> _PASAJE SELECCIONADO_:
= = = = =
La escritura en la piel
La lectura de Yo recordaré por ustedes, de Juan Forn, selección de sus contratapas de los viernes en Página 12, me llevó a escribir una columna que se publicó el último domingo en el suplemento Ideas de este diario. Uno de esos textos, “El estornudo de una mosca”, estupendo retrato del celebrado compositor argentino-alemán de vanguardia Mauricio Kagel (1931-2008), traza un notable perfil de la madre del músico. Ella fue, a la vez, quien lo orientó hacia la música, la que le facilitó el camino y su primera, embelesada, y fogosa admiradora. No conocí a Kagel, pero en 1962 compartí con su madre la sala de interminable espera en el consultorio de un médico clínico y dermatólogo. Esa señora está unida en mi memoria a Álvaro Alsogaray, en aquel momento ministro de Economía del presidente José María Guido, y al servicio militar.
La señora Kagel y yo éramos perfectos desconocidos, pero como el doctor no había llegado y no había revistas para entretenerse; ella empezó a hablar de la falta de puntualidad y de seriedad de los argentinos; de inmediato pasó a la economía nacional y a Alsogaray. Como esas enamoradas que no pueden dejar de mencionar a su amado; de pronto, me empezó a informar sobre su hijo, que había tenido que dejar la Argentina para poder seguir su carrera. Me recitó el currículum del joven talento; y me detalló sus estudios en Alemania con el supremo referente de la vanguardia, el gran maestro Karlheinz Stockhausen. En veinte minutos, la señora me resumió la historia de la música serial, de la postserial, de la electrónica y el efecto de la aparición en ese campo de batalla de Mauricio. Nunca había estado ante una pasión materna como aquella; en comparación, la de mi madre, que yo consideraba excesiva, rozaba el desamor. Ni siquiera ese desborde maternal me impedía pensar en lo que me había llevado a ese consultorio. En el fondo, yo estaba allí por las mismas razones que Kagel se había ido a Alemania: por la economía, por Alsogaray.
= = = = =
> _Datos de localización de objetos a partir de lenguaje natural_:

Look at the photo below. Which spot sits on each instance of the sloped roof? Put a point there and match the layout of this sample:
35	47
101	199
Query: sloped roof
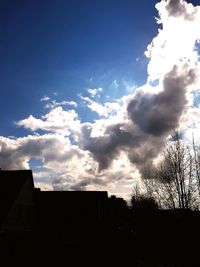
11	183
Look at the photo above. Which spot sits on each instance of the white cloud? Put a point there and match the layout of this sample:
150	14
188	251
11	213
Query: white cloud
95	91
54	104
45	98
57	120
132	129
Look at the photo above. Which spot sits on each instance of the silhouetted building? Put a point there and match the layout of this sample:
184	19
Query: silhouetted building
16	212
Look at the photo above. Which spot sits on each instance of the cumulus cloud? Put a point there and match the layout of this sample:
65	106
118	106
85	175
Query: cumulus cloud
109	153
153	115
57	120
94	91
105	109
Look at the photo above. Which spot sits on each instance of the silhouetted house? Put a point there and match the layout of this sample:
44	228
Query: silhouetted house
68	218
16	212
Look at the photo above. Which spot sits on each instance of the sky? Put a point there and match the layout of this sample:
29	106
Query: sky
91	90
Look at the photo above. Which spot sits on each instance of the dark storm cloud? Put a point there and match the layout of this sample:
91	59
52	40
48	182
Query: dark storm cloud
177	8
158	114
81	186
152	117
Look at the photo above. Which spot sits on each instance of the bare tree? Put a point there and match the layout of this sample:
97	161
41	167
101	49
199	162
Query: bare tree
174	183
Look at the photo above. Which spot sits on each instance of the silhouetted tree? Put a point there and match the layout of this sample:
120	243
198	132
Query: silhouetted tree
175	181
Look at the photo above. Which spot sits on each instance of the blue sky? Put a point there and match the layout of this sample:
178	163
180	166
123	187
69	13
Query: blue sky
82	81
67	46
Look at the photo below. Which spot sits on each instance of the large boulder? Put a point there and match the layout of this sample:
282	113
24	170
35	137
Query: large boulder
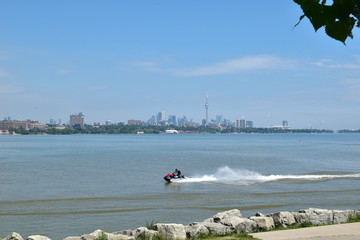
73	238
263	223
216	228
239	224
171	231
301	217
144	233
319	216
14	236
283	219
223	215
127	232
340	216
37	237
111	236
195	231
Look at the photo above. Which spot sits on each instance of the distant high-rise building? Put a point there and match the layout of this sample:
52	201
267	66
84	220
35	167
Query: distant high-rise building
207	113
134	122
240	123
152	120
172	120
203	122
182	121
219	118
77	120
163	116
249	124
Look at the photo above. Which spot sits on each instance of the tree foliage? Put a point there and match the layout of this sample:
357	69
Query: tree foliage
339	19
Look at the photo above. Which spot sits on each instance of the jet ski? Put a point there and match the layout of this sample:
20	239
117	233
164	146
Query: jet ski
171	176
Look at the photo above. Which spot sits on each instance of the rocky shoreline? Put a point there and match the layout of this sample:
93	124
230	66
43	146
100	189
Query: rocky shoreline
222	223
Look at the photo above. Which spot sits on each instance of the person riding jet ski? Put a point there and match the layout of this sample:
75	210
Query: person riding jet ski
176	174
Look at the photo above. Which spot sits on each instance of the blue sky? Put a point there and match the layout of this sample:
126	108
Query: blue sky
120	60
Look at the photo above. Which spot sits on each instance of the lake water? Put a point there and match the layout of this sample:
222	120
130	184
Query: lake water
71	185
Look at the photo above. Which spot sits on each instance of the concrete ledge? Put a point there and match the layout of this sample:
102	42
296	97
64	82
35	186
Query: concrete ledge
348	231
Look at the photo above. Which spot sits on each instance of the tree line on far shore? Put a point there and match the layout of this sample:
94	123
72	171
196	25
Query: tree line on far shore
154	129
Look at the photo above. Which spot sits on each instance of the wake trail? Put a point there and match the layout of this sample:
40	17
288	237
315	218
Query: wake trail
245	177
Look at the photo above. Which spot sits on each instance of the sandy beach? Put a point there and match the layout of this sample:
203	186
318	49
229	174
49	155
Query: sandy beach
349	231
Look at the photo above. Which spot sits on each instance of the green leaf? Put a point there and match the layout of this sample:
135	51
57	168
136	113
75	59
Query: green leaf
340	30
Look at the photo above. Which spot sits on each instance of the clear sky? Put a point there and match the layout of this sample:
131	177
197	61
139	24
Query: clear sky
120	60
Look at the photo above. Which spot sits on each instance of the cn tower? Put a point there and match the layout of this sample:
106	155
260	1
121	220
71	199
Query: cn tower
206	108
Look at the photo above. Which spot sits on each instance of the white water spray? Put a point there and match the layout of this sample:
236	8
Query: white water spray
228	175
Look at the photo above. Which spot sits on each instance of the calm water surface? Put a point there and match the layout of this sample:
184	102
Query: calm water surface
70	185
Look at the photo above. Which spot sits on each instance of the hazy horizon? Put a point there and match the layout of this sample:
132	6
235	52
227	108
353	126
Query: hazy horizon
121	60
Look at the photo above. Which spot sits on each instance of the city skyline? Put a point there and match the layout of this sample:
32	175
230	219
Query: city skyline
130	60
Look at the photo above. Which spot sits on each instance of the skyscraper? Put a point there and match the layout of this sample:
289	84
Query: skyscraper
206	108
77	120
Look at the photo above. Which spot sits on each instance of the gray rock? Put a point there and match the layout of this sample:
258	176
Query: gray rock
239	224
88	237
283	219
340	216
259	214
14	236
216	228
72	238
320	216
111	236
209	220
144	232
128	232
264	223
301	217
37	237
231	213
195	231
171	231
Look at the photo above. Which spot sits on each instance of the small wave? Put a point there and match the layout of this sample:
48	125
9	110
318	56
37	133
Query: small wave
245	177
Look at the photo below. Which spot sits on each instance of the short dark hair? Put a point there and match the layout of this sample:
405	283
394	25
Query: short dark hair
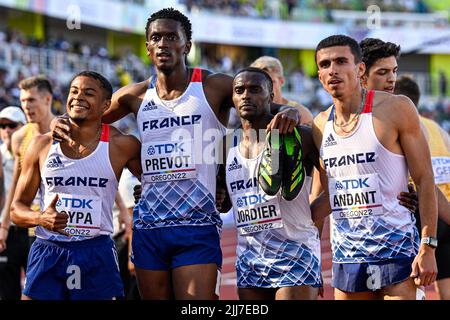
406	85
340	40
172	14
39	82
106	85
258	70
376	49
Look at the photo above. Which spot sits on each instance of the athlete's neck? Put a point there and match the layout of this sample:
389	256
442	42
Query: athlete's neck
253	136
85	132
44	126
171	85
259	124
347	106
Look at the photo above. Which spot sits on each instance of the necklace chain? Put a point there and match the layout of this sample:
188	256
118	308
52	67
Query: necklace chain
79	153
184	89
355	117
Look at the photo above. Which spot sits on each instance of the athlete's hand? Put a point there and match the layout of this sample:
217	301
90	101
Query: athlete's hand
3	236
321	291
125	223
53	220
131	267
60	128
409	199
424	268
137	190
285	120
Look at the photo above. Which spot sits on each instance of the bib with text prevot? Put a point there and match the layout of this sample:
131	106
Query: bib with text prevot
168	161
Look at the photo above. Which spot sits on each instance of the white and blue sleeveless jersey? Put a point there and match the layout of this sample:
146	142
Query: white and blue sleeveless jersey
368	224
86	189
278	243
179	141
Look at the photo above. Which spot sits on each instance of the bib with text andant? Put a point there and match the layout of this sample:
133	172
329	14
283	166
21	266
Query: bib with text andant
441	169
164	161
256	212
355	196
84	213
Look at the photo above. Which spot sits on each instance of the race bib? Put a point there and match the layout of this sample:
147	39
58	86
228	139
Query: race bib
164	161
441	169
256	212
84	214
355	197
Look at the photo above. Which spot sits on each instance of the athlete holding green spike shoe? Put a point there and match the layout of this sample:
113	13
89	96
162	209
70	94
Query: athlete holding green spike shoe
278	253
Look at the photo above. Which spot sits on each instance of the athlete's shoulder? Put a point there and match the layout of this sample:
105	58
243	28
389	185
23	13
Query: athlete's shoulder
39	143
131	91
216	79
322	118
121	140
17	138
393	102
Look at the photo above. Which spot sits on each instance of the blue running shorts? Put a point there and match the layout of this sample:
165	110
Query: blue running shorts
167	248
78	270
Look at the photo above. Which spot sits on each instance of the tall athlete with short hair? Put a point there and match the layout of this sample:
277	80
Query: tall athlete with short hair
367	148
176	234
74	256
439	143
278	252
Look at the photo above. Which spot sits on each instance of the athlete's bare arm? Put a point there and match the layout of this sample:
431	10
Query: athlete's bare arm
320	207
27	187
16	140
125	100
2	186
125	151
415	148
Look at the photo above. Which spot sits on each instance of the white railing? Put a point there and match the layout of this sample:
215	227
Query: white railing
58	64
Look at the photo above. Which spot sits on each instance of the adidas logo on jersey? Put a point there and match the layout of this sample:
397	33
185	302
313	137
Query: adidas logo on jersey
151	105
55	163
330	141
234	165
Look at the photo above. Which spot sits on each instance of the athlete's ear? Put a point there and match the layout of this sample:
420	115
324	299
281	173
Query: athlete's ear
319	75
272	95
106	105
188	47
364	79
147	48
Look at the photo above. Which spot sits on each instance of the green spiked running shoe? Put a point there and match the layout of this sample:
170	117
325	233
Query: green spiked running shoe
293	171
269	171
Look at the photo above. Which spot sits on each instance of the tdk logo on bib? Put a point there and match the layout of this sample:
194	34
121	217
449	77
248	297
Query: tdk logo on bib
250	200
352	184
151	105
55	163
234	165
75	203
166	148
330	141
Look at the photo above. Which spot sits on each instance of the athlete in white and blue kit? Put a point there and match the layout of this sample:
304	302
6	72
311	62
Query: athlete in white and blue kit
74	256
278	252
368	141
176	232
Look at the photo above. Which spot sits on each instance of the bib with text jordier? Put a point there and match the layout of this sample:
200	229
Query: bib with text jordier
168	161
254	212
84	213
441	169
355	197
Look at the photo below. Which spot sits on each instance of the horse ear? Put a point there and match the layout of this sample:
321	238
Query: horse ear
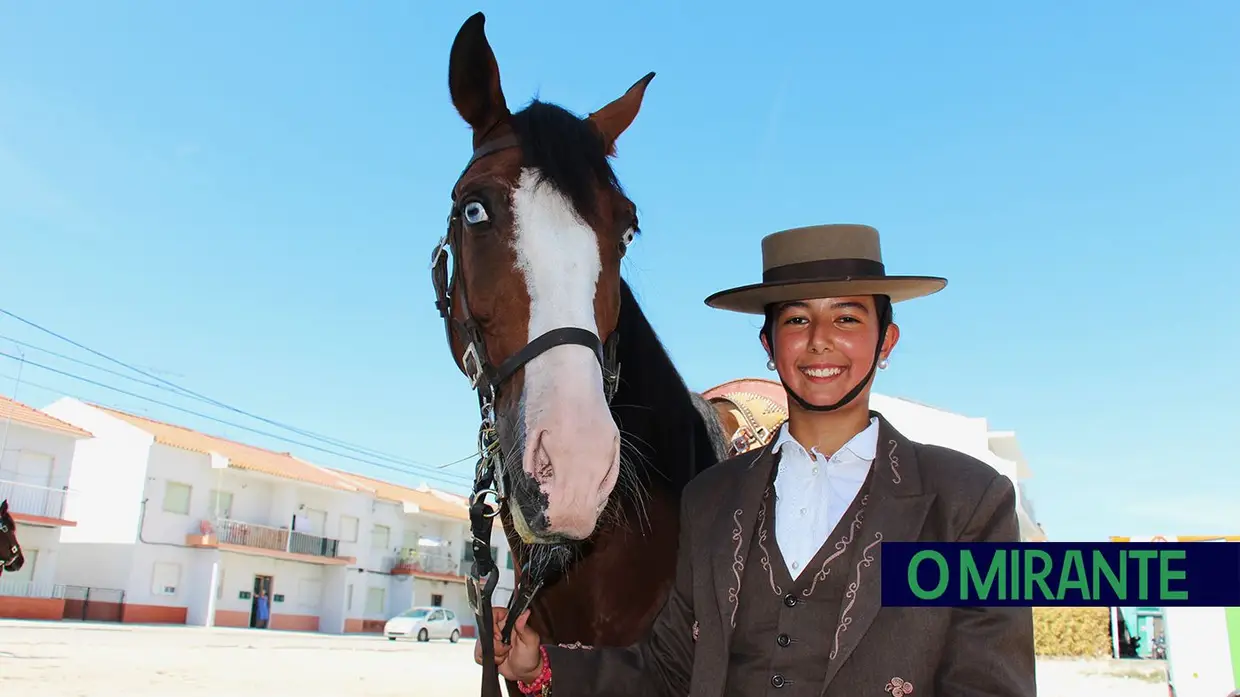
474	78
613	119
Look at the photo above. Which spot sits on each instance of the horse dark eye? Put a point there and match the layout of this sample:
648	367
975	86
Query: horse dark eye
475	213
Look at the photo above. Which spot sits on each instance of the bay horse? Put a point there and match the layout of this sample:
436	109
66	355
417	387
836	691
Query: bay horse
588	432
11	559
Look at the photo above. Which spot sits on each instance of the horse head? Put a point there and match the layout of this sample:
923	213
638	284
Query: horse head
537	231
11	558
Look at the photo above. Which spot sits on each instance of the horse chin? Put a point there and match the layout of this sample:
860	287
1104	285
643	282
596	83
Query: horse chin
526	533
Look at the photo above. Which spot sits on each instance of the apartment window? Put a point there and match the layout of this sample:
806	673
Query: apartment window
221	504
347	528
165	578
375	600
176	497
381	536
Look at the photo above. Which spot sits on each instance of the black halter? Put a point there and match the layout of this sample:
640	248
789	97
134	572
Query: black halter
11	553
487	380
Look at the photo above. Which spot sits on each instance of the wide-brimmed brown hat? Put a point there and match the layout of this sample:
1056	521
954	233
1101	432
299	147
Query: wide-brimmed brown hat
826	261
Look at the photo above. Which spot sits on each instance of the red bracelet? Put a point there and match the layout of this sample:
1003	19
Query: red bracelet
543	681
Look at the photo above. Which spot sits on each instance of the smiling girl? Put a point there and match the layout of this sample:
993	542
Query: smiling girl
778	583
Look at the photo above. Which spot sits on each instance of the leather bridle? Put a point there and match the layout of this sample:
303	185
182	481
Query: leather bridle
487	380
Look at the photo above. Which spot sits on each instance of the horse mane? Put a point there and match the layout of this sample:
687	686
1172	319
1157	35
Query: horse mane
567	151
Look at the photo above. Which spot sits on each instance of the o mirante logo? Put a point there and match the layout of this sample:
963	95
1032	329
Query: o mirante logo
1060	573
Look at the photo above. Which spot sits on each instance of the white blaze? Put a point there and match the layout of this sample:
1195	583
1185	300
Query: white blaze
566	416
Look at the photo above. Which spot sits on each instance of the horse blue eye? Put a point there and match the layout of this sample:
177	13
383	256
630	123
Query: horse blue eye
475	213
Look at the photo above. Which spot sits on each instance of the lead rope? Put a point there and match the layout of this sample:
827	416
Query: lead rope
484	573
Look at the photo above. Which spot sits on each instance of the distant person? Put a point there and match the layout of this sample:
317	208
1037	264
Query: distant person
264	610
778	584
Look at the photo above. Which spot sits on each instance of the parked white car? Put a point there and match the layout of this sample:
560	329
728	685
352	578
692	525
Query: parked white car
424	624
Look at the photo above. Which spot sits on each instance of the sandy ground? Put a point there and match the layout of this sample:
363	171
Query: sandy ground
108	660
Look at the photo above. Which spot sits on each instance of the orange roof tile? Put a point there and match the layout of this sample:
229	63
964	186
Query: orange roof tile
239	455
29	416
428	500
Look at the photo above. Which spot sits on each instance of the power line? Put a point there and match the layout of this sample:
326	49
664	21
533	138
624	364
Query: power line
422	471
215	402
185	392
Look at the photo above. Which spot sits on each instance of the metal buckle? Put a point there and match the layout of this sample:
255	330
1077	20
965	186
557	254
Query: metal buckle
492	509
440	251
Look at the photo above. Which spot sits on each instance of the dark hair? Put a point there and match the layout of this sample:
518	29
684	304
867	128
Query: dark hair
882	306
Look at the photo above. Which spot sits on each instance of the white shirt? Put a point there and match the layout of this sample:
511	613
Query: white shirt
814	491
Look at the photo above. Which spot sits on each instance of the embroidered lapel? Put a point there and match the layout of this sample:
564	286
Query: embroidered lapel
895	514
734	528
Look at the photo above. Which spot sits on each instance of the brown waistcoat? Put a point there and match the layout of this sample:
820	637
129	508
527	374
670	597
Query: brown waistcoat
785	628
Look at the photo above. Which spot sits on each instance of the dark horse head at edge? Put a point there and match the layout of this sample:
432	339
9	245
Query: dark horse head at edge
11	559
540	230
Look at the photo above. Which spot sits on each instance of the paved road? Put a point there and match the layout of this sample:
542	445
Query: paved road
109	660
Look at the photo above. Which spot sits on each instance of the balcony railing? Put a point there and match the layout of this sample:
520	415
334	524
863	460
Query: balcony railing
32	499
412	561
275	538
30	589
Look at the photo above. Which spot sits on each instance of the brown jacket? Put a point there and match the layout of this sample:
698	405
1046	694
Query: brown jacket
919	492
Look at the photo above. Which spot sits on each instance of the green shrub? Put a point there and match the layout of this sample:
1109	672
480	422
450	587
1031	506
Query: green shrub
1071	631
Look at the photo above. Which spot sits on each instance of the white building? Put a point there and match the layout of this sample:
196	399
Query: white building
165	514
36	455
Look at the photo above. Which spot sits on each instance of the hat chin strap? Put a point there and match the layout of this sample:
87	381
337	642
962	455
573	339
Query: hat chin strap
852	393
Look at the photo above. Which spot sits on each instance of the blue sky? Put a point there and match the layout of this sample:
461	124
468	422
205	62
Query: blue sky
244	197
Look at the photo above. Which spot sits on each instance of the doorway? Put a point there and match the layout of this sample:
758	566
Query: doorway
262	589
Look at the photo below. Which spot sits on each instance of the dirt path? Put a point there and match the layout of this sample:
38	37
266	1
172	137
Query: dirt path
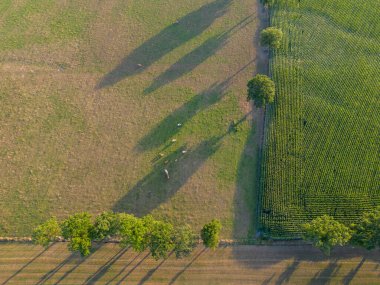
289	264
262	66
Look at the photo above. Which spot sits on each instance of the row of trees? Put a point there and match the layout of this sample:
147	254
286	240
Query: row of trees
159	237
325	232
261	89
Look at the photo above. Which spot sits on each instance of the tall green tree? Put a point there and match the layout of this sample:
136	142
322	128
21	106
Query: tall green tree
271	37
210	233
77	229
47	232
134	231
325	233
367	230
185	240
105	225
261	89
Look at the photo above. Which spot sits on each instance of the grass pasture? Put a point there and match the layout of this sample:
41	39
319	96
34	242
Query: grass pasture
323	133
92	92
28	264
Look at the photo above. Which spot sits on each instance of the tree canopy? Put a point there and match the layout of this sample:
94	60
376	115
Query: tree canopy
325	233
271	37
77	229
261	89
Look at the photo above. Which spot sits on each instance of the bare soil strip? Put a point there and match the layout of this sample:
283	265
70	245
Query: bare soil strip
289	264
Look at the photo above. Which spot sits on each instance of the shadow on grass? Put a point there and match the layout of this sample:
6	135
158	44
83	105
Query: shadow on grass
347	280
167	40
174	279
154	189
190	61
152	271
76	258
285	276
168	128
323	277
25	265
104	268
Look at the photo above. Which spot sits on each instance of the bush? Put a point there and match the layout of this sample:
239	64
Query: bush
210	234
160	241
77	229
271	37
105	225
134	231
367	230
47	232
261	89
325	233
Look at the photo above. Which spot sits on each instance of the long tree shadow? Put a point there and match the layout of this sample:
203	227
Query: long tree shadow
190	61
323	277
94	278
167	40
156	188
174	279
25	265
168	127
285	276
347	280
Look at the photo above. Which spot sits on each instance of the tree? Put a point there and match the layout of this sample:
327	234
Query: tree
134	231
261	89
77	229
160	241
325	233
105	225
367	230
271	37
210	234
47	232
184	241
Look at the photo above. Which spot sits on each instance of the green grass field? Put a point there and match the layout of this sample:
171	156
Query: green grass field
92	92
302	264
322	151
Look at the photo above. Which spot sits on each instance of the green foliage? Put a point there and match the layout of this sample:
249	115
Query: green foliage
271	37
325	233
210	234
367	230
77	229
47	232
322	132
184	241
105	225
134	231
160	241
261	89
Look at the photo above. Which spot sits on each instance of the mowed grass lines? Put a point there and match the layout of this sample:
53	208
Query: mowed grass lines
322	152
91	94
109	264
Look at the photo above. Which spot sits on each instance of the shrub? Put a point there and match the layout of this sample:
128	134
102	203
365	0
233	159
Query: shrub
261	89
77	229
46	232
210	234
160	241
271	37
134	231
105	225
325	233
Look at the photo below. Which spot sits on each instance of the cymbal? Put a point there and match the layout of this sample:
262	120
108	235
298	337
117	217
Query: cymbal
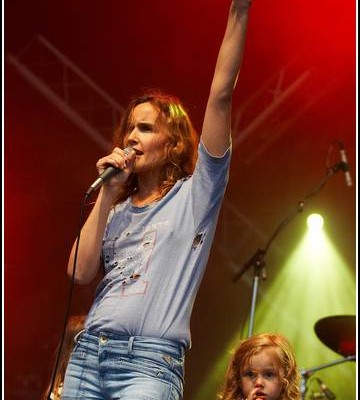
= = = = =
> _TAREAS DEL EJERCICIO_:
(a) Según el texto sobre la madre de Kagel, ¿con qué maestro estudió Mauricio Kagel en Alemania?
(b) Prosigue el texto sobre la madre de Kagel a partir de su última oración.
Las entradas no hacen falta para nada de lo que sigue.

> _RESPUESTAS DEL EJERCICIO_:
(a) Con Karlheinz Stockhausen.

(b)
En aquellos años, los jóvenes de 20 años debíamos hacer el servicio militar. Los estudiantes universitarios lo podíamos adelantar o postergar dos años. Yo había elegido la postergación, pero había llegado el momento de “cumplir con la patria”. La gran mayoría de los universitarios no teníamos ganas de retrasar nuestros estudios y de someternos al régimen militar. La única posible salvación era la revisación médica. Si uno tenía o se inventaba una enfermedad “razonable”, podía ser considerado “no apto”. Ese año, la crisis económica, hizo que Alsogaray redujera el presupuesto militar. Se rumoreaba que iban a disminuir el número de conscriptos y que se darían instrucciones a los médicos de declarar no aptos a una considerable cantidad de muchachos.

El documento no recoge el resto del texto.